Gösterilen Metin:
***

AKP'li Binali Yıldırım Cumhur İttifakı adına 10 Mart'ta Yeniden Refah Partisi'nin Genel Başkanı Fatih Erbakan ile bir görüşme gerçekleştirdi. Binali Yıldırım'ın ziyaretinin odağında, AKP ile MHP'den oluşan Cumhur İttifakı'na Yeniden Refah Partisi'nin de katılmasını sağlamak bulunuyordu. Ancak 2018 yılında kurulan ve Necmettin Erbakan'ın genel başkanı olduğu Refah Partisi'nin devamı niteliğinde olan parti, Cumhur İttifakı'na katılmak için bazı şartlar sıraladı.

Tartışmalı katılım şartları
Yeniden Refah Partisi'den cuma günü yapılan açıklamaya göre, partinin Cumhur İttifakı'na katılım şartları arasında LGBT derneklerinin kapatılması, süresiz nafaka sisteminin kaldırılması, ahlak ve maneviyat öncelikli eğitim sistemi inşa edilmesinin yanı sıra 6284 sayılı Ailenin Korunması ve Kadına Karşı Şiddetin Önlenmesine Dair Kanun'un kaldırılması da bulunuyor.

HÜDA-PAR’ın koşulları
Cumhurbaşkanlığı seçiminde Recep Tayyip Erdoğan'ı destekleme kararı aldıklarını açıklayan HÜDA-PAR da 6284 sayılı kanunun kaldırılması gerektiğini savunuyor. Hür Dava Partisi (HÜDA-PAR) Genel Başkanı Zekeriya Yapıcıoğlu Cumartesi günü yaptığı açıklamada "Bizim bir tane şartımız vardı; herhangi bir ittifak içinde yer aldığımızda biz başkalaşmayacağız, kendi programımızdan sapmayacağız. Biz de İstanbul Sözleşmesi'nin ailenin köküne kibrit suyu döktüğünü, 6284 sayılı yasanın isminin her ne kadar aileyi koruma kanunu olsa da şiddeti önlemediğini daha önce basınla paylaştık" dedi.

Bakan Yanık'tan talebe ret
AKP'li Aile ve Soyal Hizmetler Bakanı Derya Yanık Twitter hesabından yaptığı açıklamada ise "6284 sayılı Kanun, kadına yönelik şiddetle mücadele için yaptığımız en önemli yasal düzenlemelerden biridir. Kanunun kabulünden bu yana, uygulamayı da geliştirmek için titizlikle düzenlemelerimizi sürdürüyoruz" dedi. Yanık, "6284 sayılı kanunun ruhuyla ve mevcudiyetiyle varlığı son derece önemlidir. Varlığının tartışmaya açılması dahi bizce kabul edilemez" ifadelerini kullandı.

***

Yazılı Problem 1: Cumhur İttifakı haberinde "AKP'li Binali Yıldırım" ile başlayıp "kaldırılması da bulunuyor." ile biten bölümü aynen geri verin.
Yazılı Problem 2: Cumhur İttifakı haberinde Yeniden Refah Partisi'nin ittifaka katılım şartları olarak sayılan maddelerin hepsini sıralayın.

Veri Kümesi Alıntıları:
***

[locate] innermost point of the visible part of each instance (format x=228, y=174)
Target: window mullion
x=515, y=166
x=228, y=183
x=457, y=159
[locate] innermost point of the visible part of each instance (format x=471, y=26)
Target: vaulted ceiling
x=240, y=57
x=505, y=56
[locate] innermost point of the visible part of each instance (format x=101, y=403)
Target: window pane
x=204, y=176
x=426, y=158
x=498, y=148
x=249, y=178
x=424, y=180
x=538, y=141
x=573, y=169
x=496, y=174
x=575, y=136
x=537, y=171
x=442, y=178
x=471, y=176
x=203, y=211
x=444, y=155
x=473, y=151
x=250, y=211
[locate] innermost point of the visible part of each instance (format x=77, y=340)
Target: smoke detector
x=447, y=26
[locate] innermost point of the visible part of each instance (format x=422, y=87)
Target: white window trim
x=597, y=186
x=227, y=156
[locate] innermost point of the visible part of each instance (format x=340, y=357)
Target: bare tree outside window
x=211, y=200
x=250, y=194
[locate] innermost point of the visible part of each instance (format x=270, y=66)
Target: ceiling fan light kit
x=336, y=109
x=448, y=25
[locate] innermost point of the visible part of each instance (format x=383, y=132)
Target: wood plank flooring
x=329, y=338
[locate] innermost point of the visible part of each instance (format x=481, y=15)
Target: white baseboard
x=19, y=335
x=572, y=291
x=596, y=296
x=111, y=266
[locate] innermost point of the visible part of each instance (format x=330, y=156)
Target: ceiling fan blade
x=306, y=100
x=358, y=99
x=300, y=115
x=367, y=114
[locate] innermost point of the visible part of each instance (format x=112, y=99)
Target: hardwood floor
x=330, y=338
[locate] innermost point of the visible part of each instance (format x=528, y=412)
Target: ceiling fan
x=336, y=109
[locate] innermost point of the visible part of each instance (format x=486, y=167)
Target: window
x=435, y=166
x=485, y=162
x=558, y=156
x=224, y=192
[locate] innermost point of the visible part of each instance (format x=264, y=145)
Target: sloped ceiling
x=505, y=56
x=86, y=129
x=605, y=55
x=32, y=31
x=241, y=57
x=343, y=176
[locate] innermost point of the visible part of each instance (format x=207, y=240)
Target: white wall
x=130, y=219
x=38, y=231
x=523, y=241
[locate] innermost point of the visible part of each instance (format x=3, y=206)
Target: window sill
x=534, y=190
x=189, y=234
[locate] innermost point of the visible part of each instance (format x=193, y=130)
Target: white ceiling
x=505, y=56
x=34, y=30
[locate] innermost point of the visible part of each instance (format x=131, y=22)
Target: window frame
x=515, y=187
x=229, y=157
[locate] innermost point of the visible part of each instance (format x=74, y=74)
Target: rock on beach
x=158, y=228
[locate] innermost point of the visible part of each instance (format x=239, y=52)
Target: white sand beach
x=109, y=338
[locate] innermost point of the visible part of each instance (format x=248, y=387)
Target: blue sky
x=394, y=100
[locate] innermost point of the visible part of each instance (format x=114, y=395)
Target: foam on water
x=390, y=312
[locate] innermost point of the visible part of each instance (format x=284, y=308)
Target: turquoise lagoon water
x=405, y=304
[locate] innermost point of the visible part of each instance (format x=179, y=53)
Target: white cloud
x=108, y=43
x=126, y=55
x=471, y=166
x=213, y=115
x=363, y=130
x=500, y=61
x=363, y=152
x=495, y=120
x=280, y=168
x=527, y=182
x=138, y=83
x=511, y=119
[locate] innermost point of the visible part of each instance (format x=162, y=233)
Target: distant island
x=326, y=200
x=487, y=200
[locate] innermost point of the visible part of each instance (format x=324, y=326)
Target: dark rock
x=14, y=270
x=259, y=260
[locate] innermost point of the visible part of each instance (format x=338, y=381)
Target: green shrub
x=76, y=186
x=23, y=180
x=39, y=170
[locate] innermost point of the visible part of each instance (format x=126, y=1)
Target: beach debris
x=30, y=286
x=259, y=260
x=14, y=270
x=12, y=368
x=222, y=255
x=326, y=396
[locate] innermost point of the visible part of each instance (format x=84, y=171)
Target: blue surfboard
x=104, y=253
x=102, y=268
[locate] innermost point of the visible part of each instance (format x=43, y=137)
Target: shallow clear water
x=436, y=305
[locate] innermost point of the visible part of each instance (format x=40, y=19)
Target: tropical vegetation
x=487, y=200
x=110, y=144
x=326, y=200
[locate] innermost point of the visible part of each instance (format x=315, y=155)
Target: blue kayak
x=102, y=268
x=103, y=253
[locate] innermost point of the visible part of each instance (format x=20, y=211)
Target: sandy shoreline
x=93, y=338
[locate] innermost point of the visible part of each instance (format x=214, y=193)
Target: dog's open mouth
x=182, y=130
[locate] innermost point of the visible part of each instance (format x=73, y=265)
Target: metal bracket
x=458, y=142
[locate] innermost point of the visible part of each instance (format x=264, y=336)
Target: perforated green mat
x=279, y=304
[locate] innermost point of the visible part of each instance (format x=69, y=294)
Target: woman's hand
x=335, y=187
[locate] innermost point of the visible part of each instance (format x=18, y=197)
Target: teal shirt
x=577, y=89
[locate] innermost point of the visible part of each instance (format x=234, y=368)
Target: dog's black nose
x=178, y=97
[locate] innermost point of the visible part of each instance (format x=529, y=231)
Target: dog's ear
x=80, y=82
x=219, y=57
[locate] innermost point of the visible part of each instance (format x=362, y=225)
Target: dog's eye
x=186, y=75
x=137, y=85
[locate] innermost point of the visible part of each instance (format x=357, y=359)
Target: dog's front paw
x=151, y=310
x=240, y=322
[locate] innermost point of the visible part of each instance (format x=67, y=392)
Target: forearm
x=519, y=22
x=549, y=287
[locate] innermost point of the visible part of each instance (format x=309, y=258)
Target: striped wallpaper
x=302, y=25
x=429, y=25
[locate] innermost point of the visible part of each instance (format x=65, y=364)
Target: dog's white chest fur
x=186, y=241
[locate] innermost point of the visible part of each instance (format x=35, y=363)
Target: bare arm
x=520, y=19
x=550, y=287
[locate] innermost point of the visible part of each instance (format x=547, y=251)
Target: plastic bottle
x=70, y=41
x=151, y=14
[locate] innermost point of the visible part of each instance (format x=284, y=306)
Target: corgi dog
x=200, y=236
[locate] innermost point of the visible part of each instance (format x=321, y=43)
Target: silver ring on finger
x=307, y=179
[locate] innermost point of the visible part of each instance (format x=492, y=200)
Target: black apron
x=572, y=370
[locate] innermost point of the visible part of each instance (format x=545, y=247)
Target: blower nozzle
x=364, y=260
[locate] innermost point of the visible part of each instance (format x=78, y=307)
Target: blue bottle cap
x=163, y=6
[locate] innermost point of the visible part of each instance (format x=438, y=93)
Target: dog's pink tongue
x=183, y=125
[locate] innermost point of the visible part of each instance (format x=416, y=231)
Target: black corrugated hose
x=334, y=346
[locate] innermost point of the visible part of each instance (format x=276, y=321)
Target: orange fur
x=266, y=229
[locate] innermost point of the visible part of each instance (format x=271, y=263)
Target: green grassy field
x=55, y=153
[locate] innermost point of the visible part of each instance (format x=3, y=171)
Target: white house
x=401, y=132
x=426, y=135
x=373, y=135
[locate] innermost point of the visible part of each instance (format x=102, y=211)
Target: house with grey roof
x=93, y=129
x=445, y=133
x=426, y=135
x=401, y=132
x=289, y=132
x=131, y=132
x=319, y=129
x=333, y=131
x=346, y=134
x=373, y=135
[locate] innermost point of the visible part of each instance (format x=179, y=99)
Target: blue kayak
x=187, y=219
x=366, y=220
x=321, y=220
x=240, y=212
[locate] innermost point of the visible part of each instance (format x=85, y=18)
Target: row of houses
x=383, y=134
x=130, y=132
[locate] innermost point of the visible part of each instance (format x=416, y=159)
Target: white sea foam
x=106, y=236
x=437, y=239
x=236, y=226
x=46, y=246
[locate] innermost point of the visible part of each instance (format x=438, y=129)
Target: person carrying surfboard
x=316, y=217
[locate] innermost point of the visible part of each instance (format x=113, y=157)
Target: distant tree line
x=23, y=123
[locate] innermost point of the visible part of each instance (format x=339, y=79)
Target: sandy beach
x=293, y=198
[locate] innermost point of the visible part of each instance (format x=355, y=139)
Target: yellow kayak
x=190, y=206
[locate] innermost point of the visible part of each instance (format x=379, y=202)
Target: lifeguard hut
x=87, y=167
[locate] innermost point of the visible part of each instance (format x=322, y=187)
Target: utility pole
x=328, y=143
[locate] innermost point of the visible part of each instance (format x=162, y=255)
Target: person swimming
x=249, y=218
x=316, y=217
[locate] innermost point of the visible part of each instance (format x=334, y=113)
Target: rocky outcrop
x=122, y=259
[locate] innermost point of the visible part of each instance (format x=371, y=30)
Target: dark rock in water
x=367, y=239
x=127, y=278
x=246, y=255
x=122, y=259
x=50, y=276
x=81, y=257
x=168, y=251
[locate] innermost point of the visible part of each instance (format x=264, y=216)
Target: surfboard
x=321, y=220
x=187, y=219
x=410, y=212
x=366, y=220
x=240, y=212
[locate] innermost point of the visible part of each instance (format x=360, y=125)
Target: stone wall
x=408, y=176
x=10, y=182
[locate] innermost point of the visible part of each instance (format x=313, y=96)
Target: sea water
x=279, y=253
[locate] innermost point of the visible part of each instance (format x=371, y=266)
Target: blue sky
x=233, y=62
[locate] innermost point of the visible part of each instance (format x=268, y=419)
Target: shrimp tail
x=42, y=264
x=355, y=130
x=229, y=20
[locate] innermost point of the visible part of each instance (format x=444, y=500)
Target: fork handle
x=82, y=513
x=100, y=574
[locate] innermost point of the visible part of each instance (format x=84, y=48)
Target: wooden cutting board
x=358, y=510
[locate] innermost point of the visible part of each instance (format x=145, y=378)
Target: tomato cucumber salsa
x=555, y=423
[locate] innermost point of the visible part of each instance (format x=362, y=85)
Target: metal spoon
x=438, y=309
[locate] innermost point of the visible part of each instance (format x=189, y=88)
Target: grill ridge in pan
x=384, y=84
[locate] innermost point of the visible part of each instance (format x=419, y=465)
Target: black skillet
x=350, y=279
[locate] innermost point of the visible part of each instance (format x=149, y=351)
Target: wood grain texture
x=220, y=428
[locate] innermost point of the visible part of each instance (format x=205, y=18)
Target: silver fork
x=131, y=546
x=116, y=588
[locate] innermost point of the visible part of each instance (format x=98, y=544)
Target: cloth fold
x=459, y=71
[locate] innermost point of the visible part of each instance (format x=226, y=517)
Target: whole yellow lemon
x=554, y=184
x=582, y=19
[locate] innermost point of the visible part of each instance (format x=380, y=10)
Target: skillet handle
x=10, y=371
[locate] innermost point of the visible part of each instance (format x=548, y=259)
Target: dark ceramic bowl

***

Alıştırma Yanıtı 1:
AKP'li Binali Yıldırım Cumhur İttifakı adına 10 Mart'ta Yeniden Refah Partisi'nin Genel Başkanı Fatih Erbakan ile bir görüşme gerçekleştirdi. Binali Yıldırım'ın ziyaretinin odağında, AKP ile MHP'den oluşan Cumhur İttifakı'na Yeniden Refah Partisi'nin de katılmasını sağlamak bulunuyordu. Ancak 2018 yılında kurulan ve Necmettin Erbakan'ın genel başkanı olduğu Refah Partisi'nin devamı niteliğinde olan parti, Cumhur İttifakı'na katılmak için bazı şartlar sıraladı.

Tartışmalı katılım şartları
Yeniden Refah Partisi'den cuma günü yapılan açıklamaya göre, partinin Cumhur İttifakı'na katılım şartları arasında LGBT derneklerinin kapatılması, süresiz nafaka sisteminin kaldırılması, ahlak ve maneviyat öncelikli eğitim sistemi inşa edilmesinin yanı sıra 6284 sayılı Ailenin Korunması ve Kadına Karşı Şiddetin Önlenmesine Dair Kanun'un kaldırılması da bulunuyor.

Alıştırma Yanıtı 2:
- LGBT derneklerinin kapatılması
- Süresiz nafaka sisteminin kaldırılması
- Ahlak ve maneviyat öncelikli eğitim sistemi inşa edilmesi
- 6284 sayılı Ailenin Korunması ve Kadına Karşı Şiddetin Önlenmesine Dair Kanun'un kaldırılması